BEGIN Reading passage
Introduction
The IBGE Aggregate Data API (version 3) is the programmatic interface behind SIDRA, IBGE’s automatic data retrieval system. It covers every survey and census produced by the Brazilian Institute of Geography and Statistics.
This vignette explains the API’s data model so you can make the most of ibger. If you’re familiar with OLAP terminology: variables = measures, classifications = dimensions, and categories = members.
Core concepts
Aggregates
An aggregate is a specific table of results from an IBGE survey. Each aggregate has a numeric ID that is stable over time. For example:
- 1705 — IPCA-15 — Variação mensal, acumulada no ano, acumulada em 12 meses e peso mensal (Monthly change, year-to-date accumulation, 12-month accumulation and monthly weight)
- 1712 — Produção, venda, valor da produção e área colhida da lavoura (Censo Agropecuário) (Production, sales, production value and harvested area of crops — Agricultural Census)
- 7060 — IPCA — Variação mensal, acumulada no ano, acumulada em 12 meses e peso mensal (Monthly change, year-to-date accumulation, 12-month accumulation and monthly weight)
library(ibger)
# Search for aggregates
ibge_aggregates()You can filter by periodicity, geographic level, subject, or classification:
# Only quarterly aggregates
ibge_aggregates(periodicity = "P10")
# Aggregates that have state-level data
ibge_aggregates(level = "N3")Variables
Each aggregate exposes one or more variables — the measures being reported. Aggregate 1712 (crop production), for example, has:
| ID | Variable |
|---|---|
| 214 | Quantidade produzida (Production qty) |
| 215 | Valor da produção (Production value) |
| 216 | Área colhida (Harvested area) |
| 1982 | Quantidade vendida (Sold qty) |
| … | … |
meta <- ibge_metadata(1712)
meta$variablesWhen calling ibge_variables(), you can request specific
variables by ID:
# Two specific variables
ibge_variables(1712, variable = c(214, 1982), localities = "BR")Use variable = NULL (default) for all standard
variables, or variable = "all" to include API-generated
percentage variables when available.
Classifications and categories
Besides being linked to a locality and a period, each observation can be further broken down by classifications (dimensions). Each classification contains categories (members).
For aggregate 1712, the classifications are things like “type of product” (226), “producer condition” (218), “economic activity group”, etc. Classification 226 has categories like “pineapple” (4844), “garlic” (96608), “potato” (96609), and hundreds more.
END Reading passage
BEGIN Dataset
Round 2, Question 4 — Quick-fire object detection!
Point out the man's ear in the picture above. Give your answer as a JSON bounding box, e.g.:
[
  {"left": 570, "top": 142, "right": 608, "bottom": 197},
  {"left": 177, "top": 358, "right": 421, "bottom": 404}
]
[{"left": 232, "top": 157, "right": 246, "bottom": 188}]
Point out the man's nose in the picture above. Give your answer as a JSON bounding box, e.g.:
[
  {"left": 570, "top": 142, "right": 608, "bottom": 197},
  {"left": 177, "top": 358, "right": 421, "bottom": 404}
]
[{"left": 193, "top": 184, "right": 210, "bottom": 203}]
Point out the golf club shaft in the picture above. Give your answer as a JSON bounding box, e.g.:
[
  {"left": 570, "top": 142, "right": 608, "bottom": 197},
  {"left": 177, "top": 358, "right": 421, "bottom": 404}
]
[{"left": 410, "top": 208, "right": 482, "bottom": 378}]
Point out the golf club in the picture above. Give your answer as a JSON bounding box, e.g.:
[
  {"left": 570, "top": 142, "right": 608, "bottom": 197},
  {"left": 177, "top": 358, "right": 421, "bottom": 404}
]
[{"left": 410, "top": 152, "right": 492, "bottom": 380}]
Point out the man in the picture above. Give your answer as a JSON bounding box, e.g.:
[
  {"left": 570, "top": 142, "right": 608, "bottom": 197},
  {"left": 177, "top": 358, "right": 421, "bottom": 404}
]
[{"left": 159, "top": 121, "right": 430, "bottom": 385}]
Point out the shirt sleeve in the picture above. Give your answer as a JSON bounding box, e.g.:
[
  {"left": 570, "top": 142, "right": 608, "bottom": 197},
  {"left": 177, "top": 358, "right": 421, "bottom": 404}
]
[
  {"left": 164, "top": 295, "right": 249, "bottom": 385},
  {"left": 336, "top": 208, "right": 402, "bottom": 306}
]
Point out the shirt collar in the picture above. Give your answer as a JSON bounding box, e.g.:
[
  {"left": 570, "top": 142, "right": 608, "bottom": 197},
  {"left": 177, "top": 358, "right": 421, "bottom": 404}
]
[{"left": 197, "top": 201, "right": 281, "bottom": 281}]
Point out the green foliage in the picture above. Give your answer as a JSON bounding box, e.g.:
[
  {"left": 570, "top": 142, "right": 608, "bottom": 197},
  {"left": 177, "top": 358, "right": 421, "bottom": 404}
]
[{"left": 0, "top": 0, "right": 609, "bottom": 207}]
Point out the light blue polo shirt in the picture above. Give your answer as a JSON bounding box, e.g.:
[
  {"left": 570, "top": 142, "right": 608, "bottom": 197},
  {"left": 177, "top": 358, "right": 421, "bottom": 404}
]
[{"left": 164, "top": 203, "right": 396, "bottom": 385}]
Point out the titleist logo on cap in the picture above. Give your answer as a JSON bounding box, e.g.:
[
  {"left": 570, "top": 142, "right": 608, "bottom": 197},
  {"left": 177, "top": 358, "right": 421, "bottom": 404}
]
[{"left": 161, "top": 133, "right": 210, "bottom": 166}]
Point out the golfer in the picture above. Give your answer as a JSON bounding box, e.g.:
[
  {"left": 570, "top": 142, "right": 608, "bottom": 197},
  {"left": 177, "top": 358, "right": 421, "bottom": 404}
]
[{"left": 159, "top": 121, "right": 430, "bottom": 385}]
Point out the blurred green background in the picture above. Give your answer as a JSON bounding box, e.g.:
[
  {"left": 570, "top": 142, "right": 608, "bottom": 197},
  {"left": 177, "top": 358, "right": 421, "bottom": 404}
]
END Dataset
**What this exercise asks**.
#1 Decide whether each statement agrees with the IBGE API vignette, answering yes or no and quoting the deciding words from it. (a) An aggregate's numeric ID changes over time. (b) Passing variable = "all" adds API-generated percentage variables when they are available. (c) In OLAP terms, classifications correspond to measures.
#2 Write the next part of the IBGE API vignette, picking up after its last sentence.

**Exercise results**.
#1
(a) No: "Each aggregate has a numeric ID that is stable over time."
(b) Yes: "to include API-generated percentage variables when available"
(c) No: "classifications = dimensions"

#2
meta <- ibge_metadata(1712)
meta$classifications
# Unnest to see all categories
tidyr::unnest(meta$classifications, categories)When you don’t specify a classification, the API returns results for the Total category (ID = 0). This is a special aggregate across all categories.
# Default: Total category (aggregated across all products)
ibge_variables(1712, localities = "BR")
# Specific products
ibge_variables(
1712,
localities = "BR",
classification = list("226" = c(4844, 96608))
)
# All products (can be large)
ibge_variables(
1712,
periods = -1,
localities = "BR",
classification = list("226" = "all")
)Geographic levels and localities
IBGE organizes Brazil into a hierarchy of geographic levels. Each aggregate supports a specific subset of these levels:
| Code | Level | Count | Example |
|---|---|---|---|
N1 |
Brazil | 1 | BR |
N2 |
Major region | 5 | 1 (North), 3 (Southeast) |
N3 |
State (UF) | 27 | 33 (RJ), 35 (SP) |
N6 |
Municipality | 5,570+ | 3550308 (São Paulo city) |
N7 |
Metropolitan area | varies | 3501 (RM São Paulo) |
N9 |
Immediate region | varies | … |
N15 |
Intermediate region | varies | … |
Important: municipality IDs (N6) and metropolitan area IDs (N7) use different numbering. São Paulo city is 3550308 (N6), while the São Paulo metropolitan area is 3501 (N7). Don’t confuse them.
The available levels for each aggregate are in the metadata:
meta <- ibge_metadata(1705)
meta$territorial_level
#> $administrative
#> [1] "N1" "N2" "N3"You can request all localities at a level, or pick specific ones:
# All states
ibge_variables(1705, localities = "N3")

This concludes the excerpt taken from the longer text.